## Begin

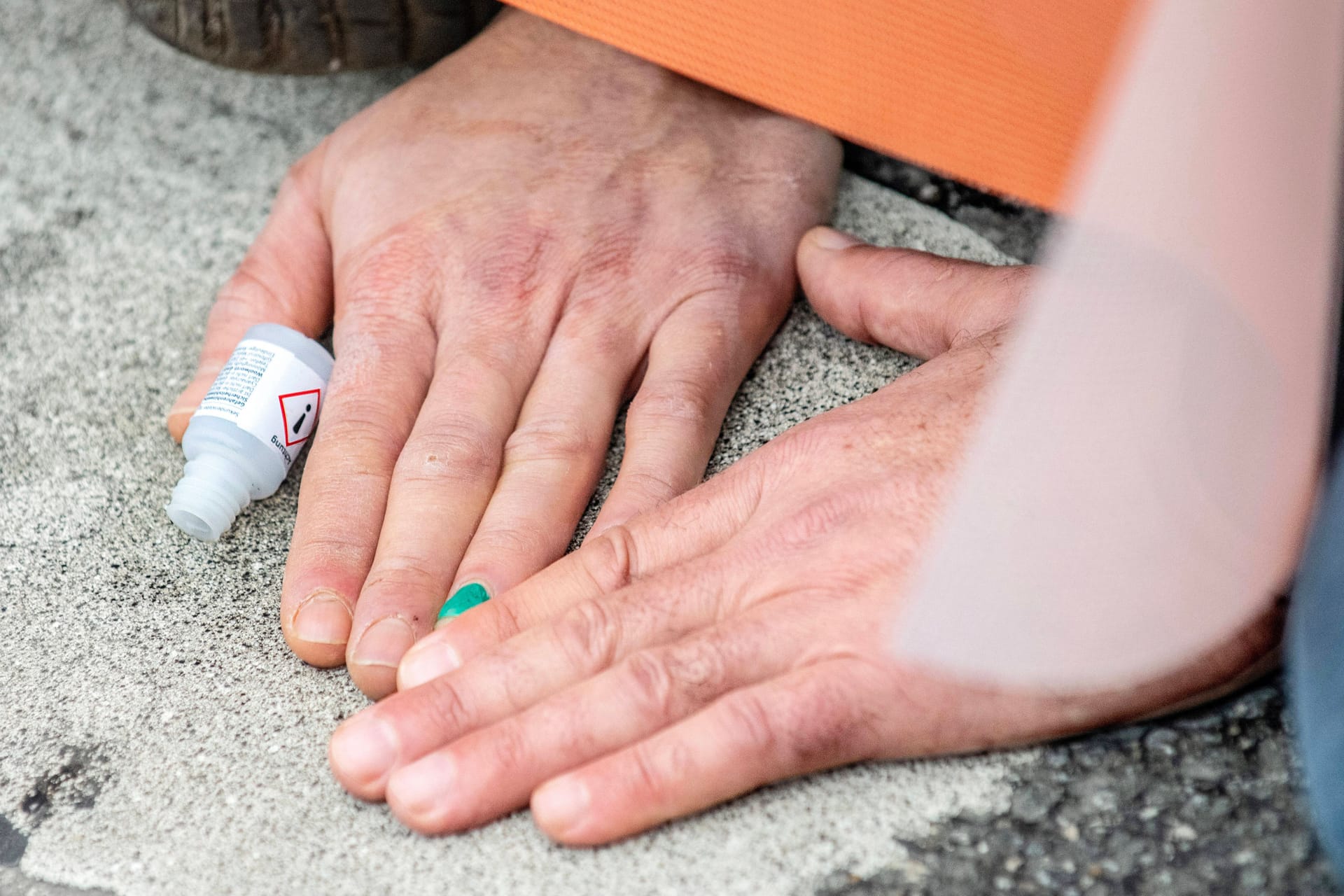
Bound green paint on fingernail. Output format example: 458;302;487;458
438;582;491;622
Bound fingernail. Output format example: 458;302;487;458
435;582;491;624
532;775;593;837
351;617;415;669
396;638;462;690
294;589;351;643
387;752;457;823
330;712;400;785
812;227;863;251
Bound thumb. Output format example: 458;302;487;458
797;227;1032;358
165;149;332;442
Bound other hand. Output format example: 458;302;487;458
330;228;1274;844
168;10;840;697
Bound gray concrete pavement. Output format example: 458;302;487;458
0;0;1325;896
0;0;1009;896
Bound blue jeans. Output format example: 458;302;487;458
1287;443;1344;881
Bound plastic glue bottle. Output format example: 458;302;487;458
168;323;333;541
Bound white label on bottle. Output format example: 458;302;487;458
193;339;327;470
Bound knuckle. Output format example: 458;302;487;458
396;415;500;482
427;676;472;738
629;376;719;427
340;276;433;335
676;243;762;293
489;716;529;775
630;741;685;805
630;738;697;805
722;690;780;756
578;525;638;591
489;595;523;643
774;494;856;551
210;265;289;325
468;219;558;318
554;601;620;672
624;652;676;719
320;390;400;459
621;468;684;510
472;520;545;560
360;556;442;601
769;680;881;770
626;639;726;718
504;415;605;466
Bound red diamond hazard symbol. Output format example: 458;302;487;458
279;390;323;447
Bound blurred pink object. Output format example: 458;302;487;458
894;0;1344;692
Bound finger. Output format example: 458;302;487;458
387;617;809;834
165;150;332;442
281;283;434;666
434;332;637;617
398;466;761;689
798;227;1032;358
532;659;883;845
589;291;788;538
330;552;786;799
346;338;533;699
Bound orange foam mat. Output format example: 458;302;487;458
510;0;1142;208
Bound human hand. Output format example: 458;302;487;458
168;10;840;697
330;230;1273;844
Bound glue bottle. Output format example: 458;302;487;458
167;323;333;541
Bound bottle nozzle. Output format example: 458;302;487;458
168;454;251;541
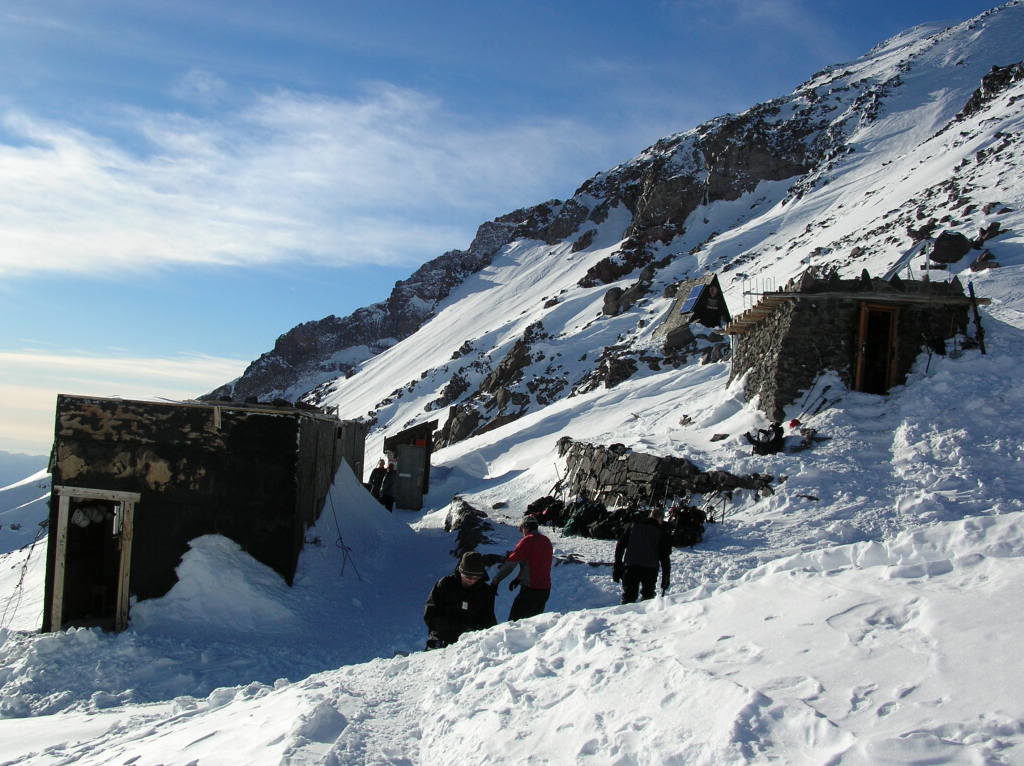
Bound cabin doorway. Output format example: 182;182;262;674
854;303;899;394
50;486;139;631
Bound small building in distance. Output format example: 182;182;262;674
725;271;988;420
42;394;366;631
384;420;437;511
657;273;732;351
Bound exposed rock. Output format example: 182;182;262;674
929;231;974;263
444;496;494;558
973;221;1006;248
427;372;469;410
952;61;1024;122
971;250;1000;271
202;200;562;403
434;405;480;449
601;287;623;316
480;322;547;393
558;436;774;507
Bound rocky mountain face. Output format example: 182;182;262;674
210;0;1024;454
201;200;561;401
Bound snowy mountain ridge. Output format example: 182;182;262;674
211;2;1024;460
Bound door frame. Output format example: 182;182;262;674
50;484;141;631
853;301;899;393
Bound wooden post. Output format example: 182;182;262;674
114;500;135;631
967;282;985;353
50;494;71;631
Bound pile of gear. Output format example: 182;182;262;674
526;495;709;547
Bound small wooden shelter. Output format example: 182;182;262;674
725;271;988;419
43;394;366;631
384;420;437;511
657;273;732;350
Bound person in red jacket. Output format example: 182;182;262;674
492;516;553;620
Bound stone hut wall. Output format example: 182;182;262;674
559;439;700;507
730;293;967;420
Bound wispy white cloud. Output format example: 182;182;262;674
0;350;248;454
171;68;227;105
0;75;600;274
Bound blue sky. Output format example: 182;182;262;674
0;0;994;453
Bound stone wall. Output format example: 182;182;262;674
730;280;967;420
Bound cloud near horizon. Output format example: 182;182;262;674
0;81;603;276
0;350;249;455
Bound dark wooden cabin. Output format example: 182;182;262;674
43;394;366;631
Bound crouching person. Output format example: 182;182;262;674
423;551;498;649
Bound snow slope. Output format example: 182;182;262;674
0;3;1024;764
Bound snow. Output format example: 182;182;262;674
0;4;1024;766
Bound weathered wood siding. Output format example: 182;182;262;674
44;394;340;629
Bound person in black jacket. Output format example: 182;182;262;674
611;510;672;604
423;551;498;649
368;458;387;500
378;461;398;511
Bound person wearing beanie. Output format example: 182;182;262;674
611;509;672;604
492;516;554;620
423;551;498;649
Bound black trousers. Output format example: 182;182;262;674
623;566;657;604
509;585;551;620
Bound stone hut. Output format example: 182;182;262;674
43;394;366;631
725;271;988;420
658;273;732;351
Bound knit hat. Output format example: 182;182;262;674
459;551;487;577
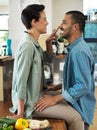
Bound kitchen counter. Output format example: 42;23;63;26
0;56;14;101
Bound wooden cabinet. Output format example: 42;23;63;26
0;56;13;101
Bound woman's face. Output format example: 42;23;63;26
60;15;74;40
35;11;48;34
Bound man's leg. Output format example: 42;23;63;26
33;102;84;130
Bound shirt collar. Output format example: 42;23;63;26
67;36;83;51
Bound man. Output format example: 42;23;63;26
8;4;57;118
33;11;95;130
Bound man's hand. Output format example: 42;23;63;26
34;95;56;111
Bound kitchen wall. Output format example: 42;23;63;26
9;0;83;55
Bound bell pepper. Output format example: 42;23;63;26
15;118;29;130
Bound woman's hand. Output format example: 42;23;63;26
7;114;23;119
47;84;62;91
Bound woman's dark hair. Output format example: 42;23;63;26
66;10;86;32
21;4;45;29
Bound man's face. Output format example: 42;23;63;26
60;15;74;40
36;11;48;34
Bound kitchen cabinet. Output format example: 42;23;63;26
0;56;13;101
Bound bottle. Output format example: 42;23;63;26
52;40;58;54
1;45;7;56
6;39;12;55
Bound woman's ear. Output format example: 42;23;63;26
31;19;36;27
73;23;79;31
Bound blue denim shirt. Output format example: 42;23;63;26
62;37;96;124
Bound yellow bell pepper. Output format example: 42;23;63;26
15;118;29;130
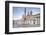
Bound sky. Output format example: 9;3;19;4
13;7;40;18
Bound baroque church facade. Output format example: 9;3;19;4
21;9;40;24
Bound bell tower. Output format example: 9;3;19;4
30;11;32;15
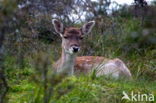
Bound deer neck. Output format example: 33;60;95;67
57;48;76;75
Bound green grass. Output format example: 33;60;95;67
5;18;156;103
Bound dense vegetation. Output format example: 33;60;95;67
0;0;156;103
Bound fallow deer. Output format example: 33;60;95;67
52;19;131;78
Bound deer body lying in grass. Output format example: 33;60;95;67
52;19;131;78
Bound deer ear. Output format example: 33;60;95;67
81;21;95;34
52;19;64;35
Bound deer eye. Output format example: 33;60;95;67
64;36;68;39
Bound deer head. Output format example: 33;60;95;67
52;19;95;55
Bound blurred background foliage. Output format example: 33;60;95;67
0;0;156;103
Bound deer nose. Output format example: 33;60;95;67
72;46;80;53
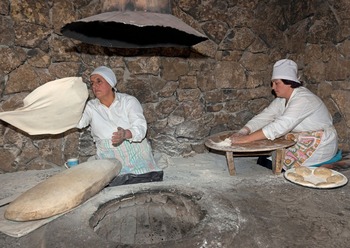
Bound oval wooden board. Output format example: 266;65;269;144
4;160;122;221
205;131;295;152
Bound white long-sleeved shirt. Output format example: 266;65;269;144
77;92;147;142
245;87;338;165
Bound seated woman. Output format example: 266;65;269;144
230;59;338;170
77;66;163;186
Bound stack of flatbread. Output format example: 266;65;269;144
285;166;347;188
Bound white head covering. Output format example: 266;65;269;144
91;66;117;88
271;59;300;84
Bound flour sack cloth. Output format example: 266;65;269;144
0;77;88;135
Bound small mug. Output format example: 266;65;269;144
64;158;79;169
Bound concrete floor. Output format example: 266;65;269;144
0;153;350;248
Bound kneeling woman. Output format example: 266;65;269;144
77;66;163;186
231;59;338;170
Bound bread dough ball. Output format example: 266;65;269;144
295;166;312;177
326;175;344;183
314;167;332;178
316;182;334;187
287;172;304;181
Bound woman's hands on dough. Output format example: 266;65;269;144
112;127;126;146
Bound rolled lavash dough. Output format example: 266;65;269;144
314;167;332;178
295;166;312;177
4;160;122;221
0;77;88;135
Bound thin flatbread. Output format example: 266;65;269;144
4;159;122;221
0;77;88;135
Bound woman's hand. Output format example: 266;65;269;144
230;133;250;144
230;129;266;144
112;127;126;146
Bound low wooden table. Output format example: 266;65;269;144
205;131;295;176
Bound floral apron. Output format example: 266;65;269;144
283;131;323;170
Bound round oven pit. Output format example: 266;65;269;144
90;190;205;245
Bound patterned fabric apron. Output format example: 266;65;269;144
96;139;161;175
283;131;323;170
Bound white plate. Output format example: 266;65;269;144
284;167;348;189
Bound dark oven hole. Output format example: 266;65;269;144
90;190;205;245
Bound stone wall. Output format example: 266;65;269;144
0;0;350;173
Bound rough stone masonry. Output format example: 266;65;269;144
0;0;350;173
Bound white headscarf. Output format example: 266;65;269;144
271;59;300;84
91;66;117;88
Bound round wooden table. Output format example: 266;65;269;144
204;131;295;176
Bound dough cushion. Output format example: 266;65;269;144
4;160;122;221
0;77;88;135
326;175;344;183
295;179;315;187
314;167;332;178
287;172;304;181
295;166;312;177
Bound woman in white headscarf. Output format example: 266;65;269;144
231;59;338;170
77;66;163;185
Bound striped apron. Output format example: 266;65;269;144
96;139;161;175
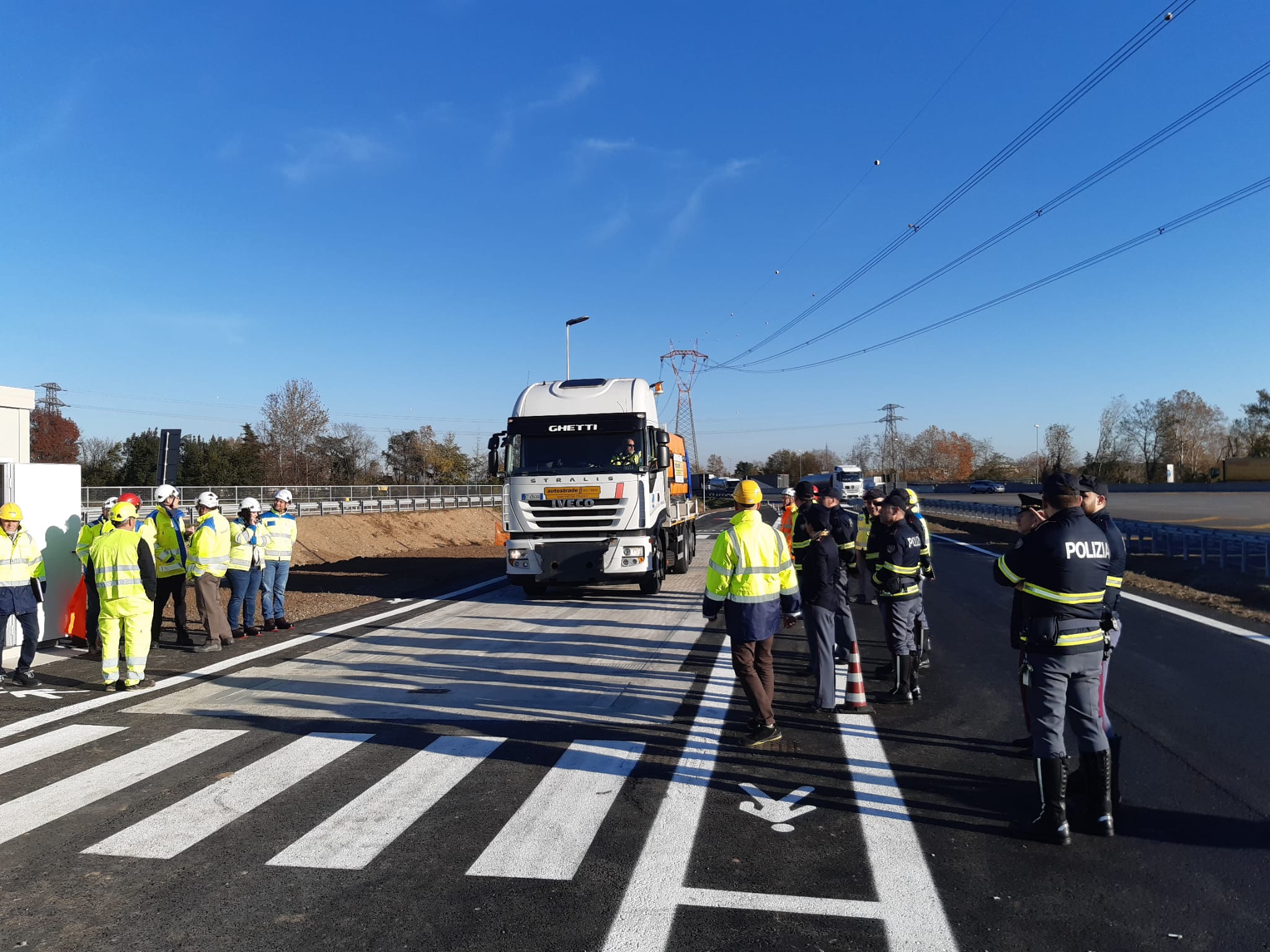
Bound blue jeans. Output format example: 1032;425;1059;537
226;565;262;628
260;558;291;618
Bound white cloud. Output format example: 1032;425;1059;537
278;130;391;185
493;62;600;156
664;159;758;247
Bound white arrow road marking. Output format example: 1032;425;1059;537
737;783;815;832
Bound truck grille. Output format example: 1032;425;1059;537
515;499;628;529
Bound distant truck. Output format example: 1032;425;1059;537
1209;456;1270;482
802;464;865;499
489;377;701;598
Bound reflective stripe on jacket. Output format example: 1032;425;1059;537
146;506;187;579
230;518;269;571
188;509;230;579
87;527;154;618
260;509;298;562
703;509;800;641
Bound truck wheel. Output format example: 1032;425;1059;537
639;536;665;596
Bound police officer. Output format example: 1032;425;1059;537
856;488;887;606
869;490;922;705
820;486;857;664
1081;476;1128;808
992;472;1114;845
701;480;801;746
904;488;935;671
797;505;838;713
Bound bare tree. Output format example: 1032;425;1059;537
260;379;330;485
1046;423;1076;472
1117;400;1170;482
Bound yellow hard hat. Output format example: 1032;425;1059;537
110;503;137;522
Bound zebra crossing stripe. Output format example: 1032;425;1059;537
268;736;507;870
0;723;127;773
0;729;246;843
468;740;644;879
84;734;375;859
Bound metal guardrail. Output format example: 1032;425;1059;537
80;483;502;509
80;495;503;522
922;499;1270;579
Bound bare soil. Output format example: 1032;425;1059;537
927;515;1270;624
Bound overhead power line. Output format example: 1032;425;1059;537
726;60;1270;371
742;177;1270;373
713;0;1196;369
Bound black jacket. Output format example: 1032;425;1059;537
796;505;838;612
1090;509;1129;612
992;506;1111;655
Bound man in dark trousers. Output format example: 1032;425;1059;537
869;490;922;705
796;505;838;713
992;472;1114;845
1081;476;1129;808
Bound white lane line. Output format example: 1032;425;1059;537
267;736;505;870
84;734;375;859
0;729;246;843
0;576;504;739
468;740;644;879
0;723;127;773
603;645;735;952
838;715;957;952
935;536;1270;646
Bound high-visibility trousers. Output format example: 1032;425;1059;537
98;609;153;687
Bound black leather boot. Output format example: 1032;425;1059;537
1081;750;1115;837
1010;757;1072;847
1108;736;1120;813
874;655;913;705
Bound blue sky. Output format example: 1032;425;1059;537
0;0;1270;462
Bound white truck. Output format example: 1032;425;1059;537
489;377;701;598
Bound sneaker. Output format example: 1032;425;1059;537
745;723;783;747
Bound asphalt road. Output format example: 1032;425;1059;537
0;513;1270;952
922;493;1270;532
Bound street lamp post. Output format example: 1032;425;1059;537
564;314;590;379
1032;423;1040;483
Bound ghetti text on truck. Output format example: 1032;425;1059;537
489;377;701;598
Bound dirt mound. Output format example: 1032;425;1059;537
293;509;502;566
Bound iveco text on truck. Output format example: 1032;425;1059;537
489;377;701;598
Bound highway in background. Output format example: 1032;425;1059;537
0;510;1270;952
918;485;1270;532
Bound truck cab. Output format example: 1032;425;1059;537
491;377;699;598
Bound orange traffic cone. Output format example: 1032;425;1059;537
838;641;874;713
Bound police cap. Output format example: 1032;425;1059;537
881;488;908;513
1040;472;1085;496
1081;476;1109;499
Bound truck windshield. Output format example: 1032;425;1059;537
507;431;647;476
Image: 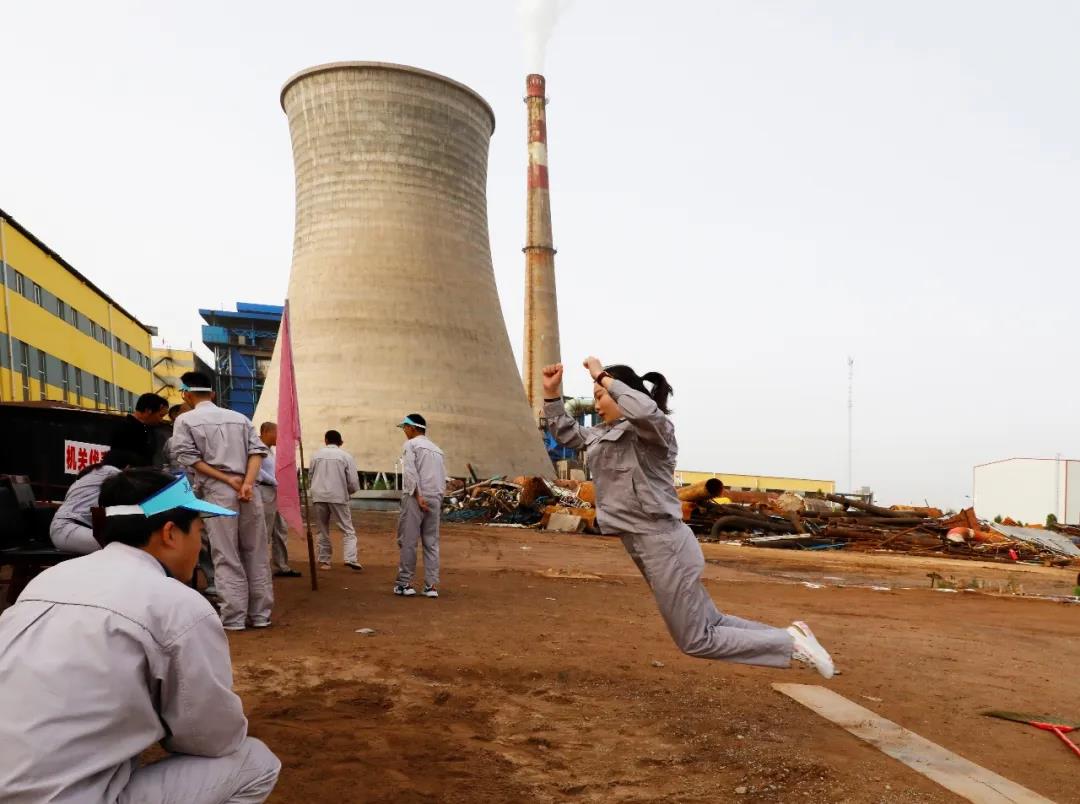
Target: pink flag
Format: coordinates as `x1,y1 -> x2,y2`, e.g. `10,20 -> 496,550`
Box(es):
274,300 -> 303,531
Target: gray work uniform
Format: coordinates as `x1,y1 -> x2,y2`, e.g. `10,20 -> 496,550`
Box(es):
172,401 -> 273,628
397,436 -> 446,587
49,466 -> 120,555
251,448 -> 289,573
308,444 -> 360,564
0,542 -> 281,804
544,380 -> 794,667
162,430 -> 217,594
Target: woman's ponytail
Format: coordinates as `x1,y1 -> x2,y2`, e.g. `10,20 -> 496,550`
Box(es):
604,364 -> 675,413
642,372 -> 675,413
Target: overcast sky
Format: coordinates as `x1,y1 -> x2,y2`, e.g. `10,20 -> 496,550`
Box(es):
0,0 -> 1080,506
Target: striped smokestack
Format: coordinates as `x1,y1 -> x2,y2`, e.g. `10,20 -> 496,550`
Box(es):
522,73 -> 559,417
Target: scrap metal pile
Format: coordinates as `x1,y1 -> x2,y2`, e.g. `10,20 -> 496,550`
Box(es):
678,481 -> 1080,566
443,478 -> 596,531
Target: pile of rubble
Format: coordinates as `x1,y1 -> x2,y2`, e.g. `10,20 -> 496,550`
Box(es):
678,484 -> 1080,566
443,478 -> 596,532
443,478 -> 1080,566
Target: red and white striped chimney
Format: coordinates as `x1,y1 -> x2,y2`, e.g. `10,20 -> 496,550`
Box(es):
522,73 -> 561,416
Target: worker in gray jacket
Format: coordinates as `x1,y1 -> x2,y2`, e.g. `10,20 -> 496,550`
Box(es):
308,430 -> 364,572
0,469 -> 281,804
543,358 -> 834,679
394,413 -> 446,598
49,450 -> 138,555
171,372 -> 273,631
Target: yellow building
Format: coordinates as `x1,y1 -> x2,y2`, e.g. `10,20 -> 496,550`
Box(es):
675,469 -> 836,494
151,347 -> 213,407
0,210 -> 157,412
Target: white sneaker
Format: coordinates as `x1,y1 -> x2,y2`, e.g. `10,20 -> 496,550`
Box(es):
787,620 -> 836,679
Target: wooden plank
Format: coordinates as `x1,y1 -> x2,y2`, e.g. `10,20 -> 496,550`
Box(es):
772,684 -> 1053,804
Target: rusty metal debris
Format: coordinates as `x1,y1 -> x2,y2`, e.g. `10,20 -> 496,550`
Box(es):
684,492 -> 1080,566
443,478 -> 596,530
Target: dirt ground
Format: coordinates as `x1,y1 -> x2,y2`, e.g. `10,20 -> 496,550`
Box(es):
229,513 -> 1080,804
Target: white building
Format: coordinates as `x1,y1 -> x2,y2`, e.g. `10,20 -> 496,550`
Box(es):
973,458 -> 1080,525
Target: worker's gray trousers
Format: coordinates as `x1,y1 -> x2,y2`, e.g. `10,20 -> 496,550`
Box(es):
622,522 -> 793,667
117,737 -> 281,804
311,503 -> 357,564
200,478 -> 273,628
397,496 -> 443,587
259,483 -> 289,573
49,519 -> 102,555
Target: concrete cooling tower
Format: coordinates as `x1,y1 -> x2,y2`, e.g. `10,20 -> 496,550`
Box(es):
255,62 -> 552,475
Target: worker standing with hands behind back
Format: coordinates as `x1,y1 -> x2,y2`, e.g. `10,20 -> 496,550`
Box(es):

## End

Problem to work on: Rescale the data from the line containing "Target: overcast sky" through the line containing "522,73 -> 559,417", copying every line in that span. Leave the request lines and their format samples unchanged, and multiply each box coordinate in the answers by 0.55, rounding to whole numbers with halves rounded up.

Result of the task:
Target: overcast sky
Format: coordinates as `x1,y1 -> x2,y2`, e.g. `10,20 -> 496,550`
Box(es):
0,0 -> 594,278
Target: striped smokestack
Format: coordinates as `x1,y1 -> x2,y2`, e.g. `10,20 -> 496,550`
Box(es):
287,40 -> 307,229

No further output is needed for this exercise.